(Object position labeling entries)
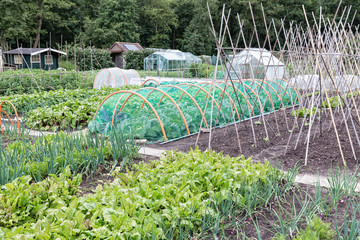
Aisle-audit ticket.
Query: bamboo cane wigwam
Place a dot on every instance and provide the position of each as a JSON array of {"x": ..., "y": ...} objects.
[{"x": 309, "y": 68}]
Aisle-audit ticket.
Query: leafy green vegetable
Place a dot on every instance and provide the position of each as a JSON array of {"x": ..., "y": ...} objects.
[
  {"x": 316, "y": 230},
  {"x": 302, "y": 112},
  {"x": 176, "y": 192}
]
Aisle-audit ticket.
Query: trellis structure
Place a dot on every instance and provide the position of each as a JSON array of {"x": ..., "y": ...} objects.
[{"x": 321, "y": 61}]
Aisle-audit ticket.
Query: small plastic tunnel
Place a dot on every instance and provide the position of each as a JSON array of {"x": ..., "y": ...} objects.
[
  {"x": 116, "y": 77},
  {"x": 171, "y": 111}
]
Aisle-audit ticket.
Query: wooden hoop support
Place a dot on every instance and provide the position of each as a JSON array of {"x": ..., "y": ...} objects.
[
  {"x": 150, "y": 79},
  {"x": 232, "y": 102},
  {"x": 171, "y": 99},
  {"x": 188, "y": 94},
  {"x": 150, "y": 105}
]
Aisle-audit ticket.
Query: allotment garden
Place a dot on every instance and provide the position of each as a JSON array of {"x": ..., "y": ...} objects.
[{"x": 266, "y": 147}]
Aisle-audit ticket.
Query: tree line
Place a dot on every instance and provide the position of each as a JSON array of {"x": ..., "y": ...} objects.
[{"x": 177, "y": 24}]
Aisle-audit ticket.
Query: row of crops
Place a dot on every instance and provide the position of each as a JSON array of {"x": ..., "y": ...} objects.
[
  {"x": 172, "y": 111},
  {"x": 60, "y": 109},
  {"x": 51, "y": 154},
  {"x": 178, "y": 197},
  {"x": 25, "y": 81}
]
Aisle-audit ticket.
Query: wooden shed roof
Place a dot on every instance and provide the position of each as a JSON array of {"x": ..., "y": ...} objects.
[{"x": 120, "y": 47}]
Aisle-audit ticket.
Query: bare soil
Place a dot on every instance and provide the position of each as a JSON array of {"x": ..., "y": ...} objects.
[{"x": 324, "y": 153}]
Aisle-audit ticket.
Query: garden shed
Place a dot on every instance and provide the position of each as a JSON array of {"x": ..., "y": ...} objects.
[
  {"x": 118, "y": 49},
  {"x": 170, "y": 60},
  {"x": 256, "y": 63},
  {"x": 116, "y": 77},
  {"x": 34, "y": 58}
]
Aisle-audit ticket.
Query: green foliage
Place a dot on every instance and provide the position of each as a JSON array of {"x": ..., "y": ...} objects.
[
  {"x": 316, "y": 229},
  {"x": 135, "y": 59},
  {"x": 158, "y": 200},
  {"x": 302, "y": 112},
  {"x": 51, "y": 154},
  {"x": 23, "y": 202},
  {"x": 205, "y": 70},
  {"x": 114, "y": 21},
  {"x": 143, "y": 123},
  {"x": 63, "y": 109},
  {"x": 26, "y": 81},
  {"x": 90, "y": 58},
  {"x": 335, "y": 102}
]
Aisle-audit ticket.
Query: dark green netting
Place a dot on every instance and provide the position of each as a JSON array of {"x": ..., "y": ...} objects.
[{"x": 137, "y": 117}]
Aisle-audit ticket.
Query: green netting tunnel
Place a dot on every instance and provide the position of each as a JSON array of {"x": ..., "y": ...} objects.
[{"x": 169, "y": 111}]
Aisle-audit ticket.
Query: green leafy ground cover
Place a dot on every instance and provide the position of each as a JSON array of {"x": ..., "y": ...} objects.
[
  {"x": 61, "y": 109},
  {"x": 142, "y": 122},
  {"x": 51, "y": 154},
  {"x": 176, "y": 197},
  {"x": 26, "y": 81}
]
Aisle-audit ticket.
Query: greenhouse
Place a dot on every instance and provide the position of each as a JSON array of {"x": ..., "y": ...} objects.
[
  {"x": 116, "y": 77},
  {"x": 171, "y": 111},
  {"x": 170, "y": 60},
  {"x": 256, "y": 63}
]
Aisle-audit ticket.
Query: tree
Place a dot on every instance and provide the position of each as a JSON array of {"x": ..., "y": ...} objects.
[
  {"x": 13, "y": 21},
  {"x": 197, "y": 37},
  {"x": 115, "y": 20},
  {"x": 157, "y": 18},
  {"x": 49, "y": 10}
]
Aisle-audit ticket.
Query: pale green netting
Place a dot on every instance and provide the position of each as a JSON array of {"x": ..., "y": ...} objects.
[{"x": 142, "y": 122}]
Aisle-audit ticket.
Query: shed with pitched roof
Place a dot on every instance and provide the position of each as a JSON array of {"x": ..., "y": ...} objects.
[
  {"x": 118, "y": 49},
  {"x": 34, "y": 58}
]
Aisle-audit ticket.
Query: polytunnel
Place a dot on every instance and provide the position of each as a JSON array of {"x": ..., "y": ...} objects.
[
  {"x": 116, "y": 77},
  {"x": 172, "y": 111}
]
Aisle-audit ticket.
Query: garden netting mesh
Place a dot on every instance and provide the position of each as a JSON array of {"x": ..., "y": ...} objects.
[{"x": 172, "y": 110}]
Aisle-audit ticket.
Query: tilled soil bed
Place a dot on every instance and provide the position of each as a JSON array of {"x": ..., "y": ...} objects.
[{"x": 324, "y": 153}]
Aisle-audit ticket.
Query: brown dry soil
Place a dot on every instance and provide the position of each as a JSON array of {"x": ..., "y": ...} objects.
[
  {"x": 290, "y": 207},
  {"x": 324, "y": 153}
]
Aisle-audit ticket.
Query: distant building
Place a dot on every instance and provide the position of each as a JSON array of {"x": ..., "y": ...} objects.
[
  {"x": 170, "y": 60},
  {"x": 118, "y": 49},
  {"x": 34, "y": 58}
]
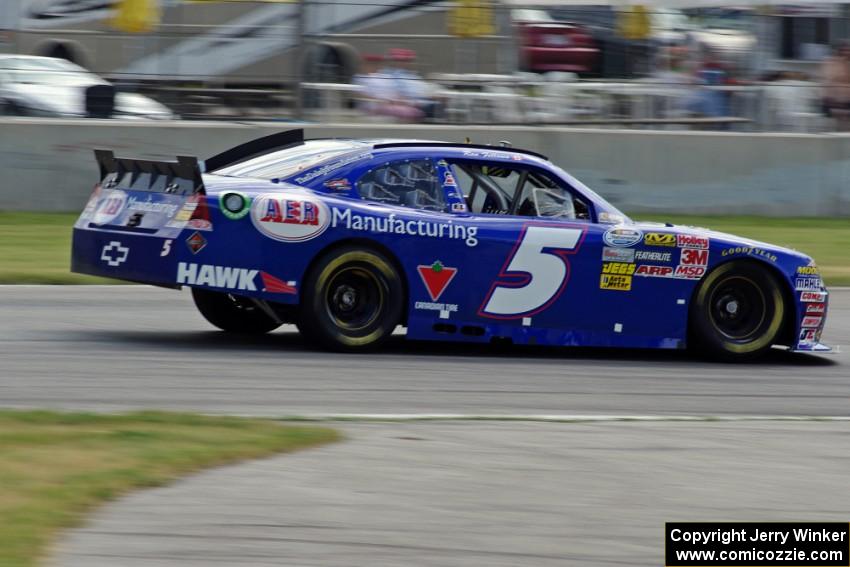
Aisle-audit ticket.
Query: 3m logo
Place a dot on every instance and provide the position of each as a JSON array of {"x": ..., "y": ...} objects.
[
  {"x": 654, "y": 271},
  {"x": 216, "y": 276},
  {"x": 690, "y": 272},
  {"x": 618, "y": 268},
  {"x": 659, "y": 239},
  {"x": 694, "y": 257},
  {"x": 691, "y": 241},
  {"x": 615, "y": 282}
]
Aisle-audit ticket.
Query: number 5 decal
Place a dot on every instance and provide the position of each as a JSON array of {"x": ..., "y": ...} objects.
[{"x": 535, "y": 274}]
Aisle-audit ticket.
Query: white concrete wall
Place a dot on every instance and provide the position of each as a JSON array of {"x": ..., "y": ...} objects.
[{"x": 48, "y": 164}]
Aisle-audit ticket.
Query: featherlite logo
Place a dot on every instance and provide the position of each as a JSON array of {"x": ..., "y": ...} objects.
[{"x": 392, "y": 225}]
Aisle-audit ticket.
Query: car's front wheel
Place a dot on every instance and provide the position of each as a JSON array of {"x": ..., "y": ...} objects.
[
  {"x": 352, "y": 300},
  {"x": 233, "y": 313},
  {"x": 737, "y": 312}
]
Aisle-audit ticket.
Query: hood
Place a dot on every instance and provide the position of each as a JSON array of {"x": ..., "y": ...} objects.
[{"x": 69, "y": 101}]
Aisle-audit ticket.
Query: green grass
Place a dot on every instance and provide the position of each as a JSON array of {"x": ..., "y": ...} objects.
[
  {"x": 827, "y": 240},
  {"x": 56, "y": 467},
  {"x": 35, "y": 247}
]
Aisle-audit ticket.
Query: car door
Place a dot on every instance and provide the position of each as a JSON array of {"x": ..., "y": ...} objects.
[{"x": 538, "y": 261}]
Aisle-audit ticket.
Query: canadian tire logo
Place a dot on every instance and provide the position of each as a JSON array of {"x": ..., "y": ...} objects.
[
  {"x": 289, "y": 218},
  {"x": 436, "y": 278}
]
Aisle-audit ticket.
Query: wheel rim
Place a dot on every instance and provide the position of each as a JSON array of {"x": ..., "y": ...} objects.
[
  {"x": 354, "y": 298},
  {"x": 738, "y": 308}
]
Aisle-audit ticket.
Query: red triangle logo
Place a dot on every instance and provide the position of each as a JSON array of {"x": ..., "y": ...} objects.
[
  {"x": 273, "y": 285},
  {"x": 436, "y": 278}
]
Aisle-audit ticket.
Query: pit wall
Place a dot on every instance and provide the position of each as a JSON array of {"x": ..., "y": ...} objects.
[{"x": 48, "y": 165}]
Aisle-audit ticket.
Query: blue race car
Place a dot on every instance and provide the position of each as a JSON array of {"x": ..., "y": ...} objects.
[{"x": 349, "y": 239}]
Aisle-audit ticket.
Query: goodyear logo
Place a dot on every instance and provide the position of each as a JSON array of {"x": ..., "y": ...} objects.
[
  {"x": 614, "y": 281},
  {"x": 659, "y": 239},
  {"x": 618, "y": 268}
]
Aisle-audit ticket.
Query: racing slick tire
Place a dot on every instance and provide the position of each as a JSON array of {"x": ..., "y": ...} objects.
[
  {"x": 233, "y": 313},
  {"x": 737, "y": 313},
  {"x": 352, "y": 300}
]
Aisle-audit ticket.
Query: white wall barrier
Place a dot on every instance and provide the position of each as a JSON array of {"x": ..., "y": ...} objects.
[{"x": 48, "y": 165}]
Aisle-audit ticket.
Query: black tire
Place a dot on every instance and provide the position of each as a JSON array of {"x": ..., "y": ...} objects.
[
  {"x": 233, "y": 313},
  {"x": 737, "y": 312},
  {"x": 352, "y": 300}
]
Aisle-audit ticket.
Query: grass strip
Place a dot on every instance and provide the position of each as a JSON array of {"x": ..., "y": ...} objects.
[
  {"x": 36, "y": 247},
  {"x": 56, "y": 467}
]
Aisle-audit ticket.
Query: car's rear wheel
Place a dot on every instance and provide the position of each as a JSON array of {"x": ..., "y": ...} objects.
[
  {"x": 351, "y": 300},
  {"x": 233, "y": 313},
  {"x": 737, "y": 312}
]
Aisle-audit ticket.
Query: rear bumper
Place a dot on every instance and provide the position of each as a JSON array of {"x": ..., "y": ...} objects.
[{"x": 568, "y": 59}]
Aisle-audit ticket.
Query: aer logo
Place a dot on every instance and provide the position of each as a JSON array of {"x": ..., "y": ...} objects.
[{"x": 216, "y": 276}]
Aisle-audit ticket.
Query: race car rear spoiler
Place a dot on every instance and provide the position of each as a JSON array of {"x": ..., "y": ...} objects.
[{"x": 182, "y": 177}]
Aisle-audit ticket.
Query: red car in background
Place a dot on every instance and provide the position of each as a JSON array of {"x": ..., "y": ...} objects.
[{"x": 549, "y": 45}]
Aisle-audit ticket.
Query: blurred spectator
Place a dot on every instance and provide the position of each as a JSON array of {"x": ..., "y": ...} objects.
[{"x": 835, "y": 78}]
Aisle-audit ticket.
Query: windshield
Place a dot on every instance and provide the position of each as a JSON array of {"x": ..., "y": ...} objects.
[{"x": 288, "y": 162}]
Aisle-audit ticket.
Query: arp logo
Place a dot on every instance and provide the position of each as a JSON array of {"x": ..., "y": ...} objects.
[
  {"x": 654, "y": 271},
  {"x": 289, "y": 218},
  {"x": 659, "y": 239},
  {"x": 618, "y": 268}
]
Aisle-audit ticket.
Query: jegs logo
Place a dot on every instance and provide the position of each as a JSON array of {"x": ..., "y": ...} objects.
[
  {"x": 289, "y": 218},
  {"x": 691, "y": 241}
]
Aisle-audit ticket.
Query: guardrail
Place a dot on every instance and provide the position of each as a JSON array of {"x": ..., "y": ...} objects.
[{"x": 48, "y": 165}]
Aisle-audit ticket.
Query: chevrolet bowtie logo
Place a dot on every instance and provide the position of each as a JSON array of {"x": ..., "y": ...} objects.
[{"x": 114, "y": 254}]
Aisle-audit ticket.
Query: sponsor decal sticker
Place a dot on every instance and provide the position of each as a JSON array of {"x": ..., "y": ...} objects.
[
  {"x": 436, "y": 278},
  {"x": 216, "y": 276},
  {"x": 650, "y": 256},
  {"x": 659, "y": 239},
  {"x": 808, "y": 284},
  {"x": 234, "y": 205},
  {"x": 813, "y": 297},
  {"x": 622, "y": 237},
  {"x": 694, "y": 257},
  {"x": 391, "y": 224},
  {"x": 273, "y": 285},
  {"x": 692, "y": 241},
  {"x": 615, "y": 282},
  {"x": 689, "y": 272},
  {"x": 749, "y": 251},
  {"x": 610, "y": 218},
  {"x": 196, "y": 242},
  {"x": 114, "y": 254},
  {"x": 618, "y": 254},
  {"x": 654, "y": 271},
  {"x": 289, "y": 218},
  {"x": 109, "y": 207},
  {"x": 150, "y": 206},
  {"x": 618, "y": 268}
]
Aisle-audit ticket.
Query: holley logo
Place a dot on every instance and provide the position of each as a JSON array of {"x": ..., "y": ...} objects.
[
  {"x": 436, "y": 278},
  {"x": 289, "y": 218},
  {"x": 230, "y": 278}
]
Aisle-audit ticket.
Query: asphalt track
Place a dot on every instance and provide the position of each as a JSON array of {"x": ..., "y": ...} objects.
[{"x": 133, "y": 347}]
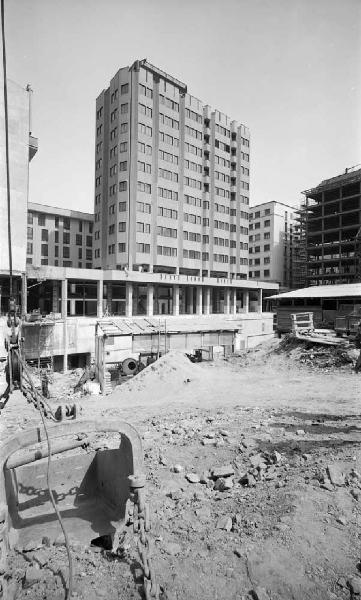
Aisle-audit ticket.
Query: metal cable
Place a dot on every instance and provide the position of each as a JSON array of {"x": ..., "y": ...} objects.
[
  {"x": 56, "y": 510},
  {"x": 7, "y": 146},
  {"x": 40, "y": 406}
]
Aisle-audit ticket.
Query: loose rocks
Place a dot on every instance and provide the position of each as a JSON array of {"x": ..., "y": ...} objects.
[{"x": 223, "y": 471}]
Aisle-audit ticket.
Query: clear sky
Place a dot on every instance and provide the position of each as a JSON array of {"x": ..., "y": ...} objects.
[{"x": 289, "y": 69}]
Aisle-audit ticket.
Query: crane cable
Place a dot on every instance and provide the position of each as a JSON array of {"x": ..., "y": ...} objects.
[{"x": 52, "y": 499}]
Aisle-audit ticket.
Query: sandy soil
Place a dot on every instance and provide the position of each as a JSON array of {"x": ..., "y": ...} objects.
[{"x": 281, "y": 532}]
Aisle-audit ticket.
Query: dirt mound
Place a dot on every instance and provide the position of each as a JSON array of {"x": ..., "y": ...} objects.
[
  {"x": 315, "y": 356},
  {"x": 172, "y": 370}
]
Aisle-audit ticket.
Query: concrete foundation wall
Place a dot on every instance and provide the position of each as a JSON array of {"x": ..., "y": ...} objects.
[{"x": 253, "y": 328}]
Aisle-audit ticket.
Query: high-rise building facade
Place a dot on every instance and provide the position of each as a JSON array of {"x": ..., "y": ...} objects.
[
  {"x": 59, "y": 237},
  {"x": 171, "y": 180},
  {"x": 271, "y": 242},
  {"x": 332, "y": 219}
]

● **WHAT YOU SHOULD DO**
Find every line in the entries above that contains the string "wall", matching case exactly, and copy each of those lines.

● **COMPLETE OUTPUT**
Query: white concrete wall
Query: pit wall
Query: white wall barrier
Query: concrete foundation wall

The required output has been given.